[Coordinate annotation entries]
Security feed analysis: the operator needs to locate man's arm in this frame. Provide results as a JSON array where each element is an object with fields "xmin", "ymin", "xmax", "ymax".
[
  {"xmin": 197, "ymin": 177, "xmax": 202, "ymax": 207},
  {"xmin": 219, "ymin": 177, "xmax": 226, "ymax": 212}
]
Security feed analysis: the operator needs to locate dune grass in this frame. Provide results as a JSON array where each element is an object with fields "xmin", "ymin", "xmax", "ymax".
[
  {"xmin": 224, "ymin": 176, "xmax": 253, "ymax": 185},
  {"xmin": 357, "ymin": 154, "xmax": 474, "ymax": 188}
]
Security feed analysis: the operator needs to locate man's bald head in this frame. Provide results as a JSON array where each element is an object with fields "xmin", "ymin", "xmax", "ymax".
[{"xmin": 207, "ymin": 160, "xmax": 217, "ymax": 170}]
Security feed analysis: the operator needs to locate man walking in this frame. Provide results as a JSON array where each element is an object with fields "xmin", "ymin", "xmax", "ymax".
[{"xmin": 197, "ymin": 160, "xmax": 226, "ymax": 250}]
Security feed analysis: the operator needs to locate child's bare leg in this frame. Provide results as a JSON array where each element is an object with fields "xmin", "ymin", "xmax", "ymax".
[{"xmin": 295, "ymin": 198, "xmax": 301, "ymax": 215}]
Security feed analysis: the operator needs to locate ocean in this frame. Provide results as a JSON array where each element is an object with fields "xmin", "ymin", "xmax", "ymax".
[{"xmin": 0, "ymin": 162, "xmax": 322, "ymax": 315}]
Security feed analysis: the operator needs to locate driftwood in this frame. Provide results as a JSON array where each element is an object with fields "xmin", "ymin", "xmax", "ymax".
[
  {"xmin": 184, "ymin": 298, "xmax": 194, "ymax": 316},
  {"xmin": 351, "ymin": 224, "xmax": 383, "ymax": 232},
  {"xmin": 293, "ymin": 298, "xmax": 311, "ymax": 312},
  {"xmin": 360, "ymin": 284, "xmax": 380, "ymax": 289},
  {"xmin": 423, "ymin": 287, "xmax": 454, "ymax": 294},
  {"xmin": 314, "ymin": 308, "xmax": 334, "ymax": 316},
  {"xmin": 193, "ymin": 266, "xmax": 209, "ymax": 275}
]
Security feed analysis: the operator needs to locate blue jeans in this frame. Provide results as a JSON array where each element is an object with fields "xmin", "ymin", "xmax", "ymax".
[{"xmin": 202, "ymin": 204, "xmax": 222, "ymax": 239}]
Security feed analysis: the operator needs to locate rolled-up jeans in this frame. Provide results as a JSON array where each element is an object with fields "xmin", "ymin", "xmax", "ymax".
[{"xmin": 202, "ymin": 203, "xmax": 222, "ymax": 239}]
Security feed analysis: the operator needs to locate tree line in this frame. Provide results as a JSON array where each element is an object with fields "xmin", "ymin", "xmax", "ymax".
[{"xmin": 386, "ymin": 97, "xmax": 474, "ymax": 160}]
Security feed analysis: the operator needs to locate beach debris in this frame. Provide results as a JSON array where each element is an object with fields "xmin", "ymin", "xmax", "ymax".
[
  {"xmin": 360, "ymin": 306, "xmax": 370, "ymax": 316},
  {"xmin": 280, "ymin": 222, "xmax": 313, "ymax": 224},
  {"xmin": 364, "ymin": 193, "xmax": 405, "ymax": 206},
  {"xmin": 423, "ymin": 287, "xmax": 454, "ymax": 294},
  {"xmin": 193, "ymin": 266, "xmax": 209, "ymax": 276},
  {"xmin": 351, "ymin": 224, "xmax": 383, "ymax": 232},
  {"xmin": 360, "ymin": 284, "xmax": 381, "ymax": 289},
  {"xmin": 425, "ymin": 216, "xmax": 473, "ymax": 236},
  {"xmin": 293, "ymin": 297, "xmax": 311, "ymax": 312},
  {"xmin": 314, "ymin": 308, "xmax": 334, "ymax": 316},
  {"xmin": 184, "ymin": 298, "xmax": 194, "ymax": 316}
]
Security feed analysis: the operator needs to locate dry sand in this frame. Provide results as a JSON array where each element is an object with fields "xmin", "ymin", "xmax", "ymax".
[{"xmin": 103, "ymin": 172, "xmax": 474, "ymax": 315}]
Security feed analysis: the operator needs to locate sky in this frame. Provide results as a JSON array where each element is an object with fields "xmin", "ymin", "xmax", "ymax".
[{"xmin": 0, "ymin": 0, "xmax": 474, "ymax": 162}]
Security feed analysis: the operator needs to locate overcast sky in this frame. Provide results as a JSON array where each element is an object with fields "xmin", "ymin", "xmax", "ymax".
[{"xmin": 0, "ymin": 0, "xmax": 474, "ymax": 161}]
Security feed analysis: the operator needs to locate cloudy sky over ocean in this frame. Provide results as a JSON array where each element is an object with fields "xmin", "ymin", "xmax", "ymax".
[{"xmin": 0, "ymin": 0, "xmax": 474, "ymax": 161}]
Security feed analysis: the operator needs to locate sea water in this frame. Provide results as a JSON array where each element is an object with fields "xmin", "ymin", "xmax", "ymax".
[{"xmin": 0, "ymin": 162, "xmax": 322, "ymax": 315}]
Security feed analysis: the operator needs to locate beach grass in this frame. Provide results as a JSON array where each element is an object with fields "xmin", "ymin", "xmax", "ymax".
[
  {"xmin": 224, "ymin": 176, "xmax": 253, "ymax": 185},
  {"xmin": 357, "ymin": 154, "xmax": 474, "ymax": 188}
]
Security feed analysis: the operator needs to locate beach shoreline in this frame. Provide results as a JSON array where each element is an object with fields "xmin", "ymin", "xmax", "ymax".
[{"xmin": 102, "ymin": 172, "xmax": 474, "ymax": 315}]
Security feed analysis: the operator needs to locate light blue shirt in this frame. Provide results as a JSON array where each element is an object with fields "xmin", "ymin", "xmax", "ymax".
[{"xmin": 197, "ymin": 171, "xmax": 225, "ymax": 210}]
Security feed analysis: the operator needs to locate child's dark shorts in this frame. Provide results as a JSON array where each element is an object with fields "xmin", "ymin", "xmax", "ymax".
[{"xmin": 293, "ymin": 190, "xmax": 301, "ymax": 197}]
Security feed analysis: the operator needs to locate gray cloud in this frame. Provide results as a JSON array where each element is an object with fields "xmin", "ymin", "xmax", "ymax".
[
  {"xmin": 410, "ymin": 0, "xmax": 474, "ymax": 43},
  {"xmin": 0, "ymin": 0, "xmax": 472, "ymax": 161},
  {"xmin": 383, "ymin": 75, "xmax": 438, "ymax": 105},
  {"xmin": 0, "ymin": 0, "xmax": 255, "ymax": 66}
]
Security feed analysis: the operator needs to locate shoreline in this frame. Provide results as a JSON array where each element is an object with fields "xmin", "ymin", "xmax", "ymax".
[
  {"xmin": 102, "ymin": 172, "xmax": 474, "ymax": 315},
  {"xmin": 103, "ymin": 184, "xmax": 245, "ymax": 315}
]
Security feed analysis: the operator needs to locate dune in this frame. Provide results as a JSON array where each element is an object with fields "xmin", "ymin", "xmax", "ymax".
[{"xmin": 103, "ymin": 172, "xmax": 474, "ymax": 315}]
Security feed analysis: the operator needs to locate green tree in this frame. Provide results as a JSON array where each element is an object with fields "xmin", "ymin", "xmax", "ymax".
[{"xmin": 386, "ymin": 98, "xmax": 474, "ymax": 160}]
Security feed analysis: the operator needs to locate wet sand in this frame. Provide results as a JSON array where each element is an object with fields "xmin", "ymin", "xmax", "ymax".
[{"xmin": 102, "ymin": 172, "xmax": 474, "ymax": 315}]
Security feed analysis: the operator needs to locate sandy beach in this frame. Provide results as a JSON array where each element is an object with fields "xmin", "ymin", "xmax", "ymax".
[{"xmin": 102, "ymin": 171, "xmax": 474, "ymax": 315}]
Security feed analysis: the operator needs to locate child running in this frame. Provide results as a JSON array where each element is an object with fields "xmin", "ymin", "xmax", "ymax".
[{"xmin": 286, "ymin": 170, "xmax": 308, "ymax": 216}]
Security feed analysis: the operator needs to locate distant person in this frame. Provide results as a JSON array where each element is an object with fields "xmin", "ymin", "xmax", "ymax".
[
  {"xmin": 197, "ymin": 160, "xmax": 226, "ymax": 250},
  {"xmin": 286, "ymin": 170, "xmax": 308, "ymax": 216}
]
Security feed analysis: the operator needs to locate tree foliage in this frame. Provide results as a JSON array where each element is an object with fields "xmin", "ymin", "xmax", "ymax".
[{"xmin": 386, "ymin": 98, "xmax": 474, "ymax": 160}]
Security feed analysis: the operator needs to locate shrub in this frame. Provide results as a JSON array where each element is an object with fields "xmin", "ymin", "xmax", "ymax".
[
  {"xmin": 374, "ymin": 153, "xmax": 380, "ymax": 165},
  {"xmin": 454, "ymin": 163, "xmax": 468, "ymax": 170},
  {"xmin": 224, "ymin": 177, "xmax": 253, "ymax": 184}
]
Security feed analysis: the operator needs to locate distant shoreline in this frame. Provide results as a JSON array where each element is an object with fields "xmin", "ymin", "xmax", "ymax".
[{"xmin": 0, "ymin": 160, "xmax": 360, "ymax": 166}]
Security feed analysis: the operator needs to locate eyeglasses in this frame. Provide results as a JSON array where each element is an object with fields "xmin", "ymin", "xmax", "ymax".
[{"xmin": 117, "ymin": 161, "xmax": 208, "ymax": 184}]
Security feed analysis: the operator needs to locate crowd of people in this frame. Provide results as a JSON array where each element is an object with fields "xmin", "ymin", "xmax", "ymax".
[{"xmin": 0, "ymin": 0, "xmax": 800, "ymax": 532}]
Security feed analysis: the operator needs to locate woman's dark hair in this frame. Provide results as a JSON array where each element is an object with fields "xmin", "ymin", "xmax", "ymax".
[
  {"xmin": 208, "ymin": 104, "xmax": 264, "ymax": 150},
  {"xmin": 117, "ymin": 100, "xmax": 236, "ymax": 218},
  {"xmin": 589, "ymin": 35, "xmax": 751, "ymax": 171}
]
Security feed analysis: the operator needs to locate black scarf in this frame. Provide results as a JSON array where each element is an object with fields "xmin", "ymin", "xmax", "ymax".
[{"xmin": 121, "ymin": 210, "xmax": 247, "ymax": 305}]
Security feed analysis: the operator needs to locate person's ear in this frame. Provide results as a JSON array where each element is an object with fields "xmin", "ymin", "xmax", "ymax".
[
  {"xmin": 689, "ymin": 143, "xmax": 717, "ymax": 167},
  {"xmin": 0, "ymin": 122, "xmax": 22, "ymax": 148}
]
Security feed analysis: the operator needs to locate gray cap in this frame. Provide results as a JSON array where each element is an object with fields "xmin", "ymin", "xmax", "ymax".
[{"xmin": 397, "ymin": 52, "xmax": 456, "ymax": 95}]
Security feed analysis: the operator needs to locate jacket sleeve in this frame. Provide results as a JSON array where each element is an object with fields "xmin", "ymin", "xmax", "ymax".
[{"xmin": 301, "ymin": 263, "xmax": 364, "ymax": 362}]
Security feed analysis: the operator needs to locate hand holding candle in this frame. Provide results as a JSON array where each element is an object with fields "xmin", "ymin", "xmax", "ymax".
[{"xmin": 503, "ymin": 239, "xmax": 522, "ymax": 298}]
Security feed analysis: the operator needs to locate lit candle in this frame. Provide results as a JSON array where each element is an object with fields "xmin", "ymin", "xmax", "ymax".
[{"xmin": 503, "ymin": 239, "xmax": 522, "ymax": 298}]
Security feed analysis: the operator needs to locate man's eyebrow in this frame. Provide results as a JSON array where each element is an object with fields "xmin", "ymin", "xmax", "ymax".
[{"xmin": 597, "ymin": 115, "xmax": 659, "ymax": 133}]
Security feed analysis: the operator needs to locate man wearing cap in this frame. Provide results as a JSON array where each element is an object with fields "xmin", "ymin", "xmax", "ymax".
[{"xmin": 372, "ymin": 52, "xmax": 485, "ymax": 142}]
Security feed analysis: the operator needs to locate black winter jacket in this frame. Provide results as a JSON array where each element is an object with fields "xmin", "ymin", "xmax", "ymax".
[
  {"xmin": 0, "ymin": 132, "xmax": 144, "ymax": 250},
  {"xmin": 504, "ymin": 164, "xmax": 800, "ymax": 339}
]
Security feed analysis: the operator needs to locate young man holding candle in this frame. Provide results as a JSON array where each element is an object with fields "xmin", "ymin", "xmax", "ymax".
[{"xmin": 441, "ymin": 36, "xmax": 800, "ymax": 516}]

◆ BRIEF
List each line of the data above that contains the word "black", copying every such line in full.

◆ RESULT FOR THIS TASK
Security feed analysis: the operator needs to locate black scarf in this frame. Provide results as a JSON array where each element is an object with fields "xmin", "ymin", "xmax", "ymax".
Security feed analysis: the operator needs to locate black winter jacket in this frame. Provide results as a JSON array where each element is an object with fields "xmin", "ymin", "xmax", "ymax".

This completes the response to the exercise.